Obiettivo del compito
Stampa senza alcuna modifica la parte del brano sull'agonistica greca che comincia con "Nell'ambito del culto" e prosegue fino a "i contenuti ideali." compreso.

Brano selezionato
• • •
L'agonistica e la religione

Nell'ambito del culto politeistico degli dei ebbe origine in Grecia il cosiddetto 'culto agonistico', celebrato con l'istituzione di gare per rendere più solenni i riti religiosi. L'intento era quello di glorificare gli dei, onorandoli con l'organizzazione di agoni, nel contesto di un rigoroso cerimoniale. I giochi divennero, pertanto, un'occasione rituale e, al contempo, agonistica, in cui la vittoria nella competizione costituiva un'occasione simbolica per accostare l'atleta alla divinità. Non sarebbe possibile interpretare correttamente il fenomeno delle Olimpiadi nell'antichità se non si cogliesse, innanzitutto, questo profondo significato. Solo così si possono individuare le profonde radici dell'agonismo (oggi diremmo dello sport), identificarne i valori originari e i contenuti ideali.

Il disperso mondo delle pòleis greche ospitava centinaia di giochi, alcuni di importanza panellenica, altri di rilievo solamente locale. Ma, ovunque, gli ingredienti di base delle celebrazioni erano gli stessi; da una parte i riti religiosi con le processioni, i sacrifici, le offerte votive, le preghiere; dall'altra, le feste agonistiche con i loro giochi. Sia che si trattasse di agoni musicali, di retorica, di arte drammatica, di danza o di pittura, sia che si disputassero gare atletiche, al centro di queste attività c'era sempre l'agòn, l'agonistica. Coristi, musici, dicitori, danzatori, araldi e drammaturghi gareggiavano e venivano premiati alla stessa stregua degli atleti.

Bisogna però intendersi bene sul significato che gli antichi greci davano all'agòn, cioè alle competizioni regolate da norme. "L'importante è partecipare, non vincere", proclamerà il fondatore dell'olimpismo moderno, Pierre de Coubertin. "L'importante è vincere" era, invece, la regola basilare dell'agonismo greco. Partecipare alle competizioni non costituiva, di per sé, un titolo di merito, poiché solo la vittoria dava la gloria, accostava gli atleti agli dei, li avvicinava all'Olimpo. Non esisteva il 'podio', non erano previsti riconoscimenti per il secondo e terzo classificato. Non essere primo significava perdere e questo era tutto; la sconfitta era considerata un'infamia, un disonore. Questa caratteristica dell'agonistica greca era collegata alla tradizionale concezione dell'uomo eroico, così come veniva celebrato nei tempi arcaici. "O corona o morte" gridavano gli atleti prima di scendere in campo all'epoca dell'occupazione romana. Nelle imprese degli antichi atleti, dunque, non trovava certamente posto il moderno concetto del fair play. Altro elemento peculiare dell'agonistica greca era l'assenza nei programmi dei giochi panellenici delle gare a squadra. La vittoria spettava al singolo individuo, la gloria non poteva essere condivisa con i compagni, ma soltanto, come declamavano gli antichi poeti, con la propria famiglia, i propri antenati, la propria gente. Così pure non sono mai stati tramandati record, ma piuttosto primati di 'qualità': pugili senza cicatrici, lottatori imbattuti, vincitori senza combattere, perché si erano ritirati tutti gli avversari.
• • •
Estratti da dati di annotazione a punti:

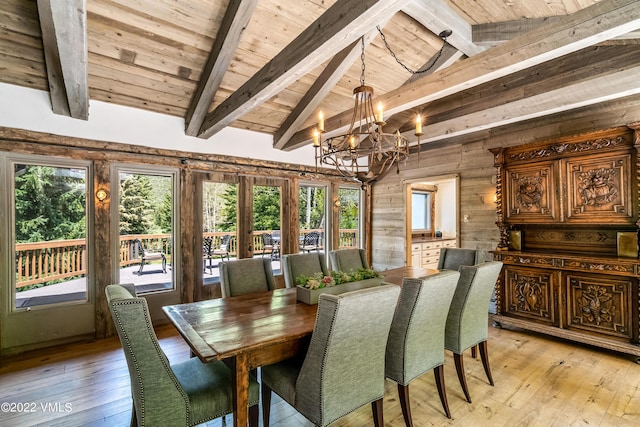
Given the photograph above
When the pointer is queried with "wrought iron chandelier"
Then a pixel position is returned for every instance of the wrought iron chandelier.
(365, 151)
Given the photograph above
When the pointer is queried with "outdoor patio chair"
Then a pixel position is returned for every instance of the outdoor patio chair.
(310, 242)
(146, 256)
(269, 244)
(182, 394)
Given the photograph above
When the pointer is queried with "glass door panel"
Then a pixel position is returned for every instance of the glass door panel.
(349, 223)
(266, 223)
(312, 218)
(219, 233)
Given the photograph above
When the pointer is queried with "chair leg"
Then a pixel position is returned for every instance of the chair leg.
(254, 415)
(484, 355)
(405, 404)
(265, 394)
(378, 416)
(438, 373)
(457, 358)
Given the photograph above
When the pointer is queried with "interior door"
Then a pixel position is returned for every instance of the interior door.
(46, 288)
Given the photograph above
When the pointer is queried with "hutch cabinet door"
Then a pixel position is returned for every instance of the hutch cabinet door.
(599, 189)
(531, 293)
(531, 193)
(600, 304)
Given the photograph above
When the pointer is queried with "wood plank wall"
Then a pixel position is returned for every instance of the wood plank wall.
(471, 159)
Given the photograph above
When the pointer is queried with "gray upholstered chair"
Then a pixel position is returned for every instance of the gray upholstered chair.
(348, 259)
(183, 394)
(468, 319)
(244, 276)
(453, 258)
(416, 339)
(343, 368)
(294, 265)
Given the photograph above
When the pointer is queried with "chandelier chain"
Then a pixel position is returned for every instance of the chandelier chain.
(424, 70)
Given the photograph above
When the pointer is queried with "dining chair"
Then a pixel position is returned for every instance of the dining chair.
(243, 276)
(164, 394)
(468, 318)
(343, 368)
(295, 265)
(416, 339)
(348, 259)
(453, 258)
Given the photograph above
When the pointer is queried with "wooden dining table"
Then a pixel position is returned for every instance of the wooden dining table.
(254, 330)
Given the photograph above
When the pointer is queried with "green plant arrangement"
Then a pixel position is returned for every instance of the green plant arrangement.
(319, 281)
• • •
Risultato finale
Nell'ambito del culto politeistico degli dei ebbe origine in Grecia il cosiddetto 'culto agonistico', celebrato con l'istituzione di gare per rendere più solenni i riti religiosi. L'intento era quello di glorificare gli dei, onorandoli con l'organizzazione di agoni, nel contesto di un rigoroso cerimoniale. I giochi divennero, pertanto, un'occasione rituale e, al contempo, agonistica, in cui la vittoria nella competizione costituiva un'occasione simbolica per accostare l'atleta alla divinità. Non sarebbe possibile interpretare correttamente il fenomeno delle Olimpiadi nell'antichità se non si cogliesse, innanzitutto, questo profondo significato. Solo così si possono individuare le profonde radici dell'agonismo (oggi diremmo dello sport), identificarne i valori originari e i contenuti ideali.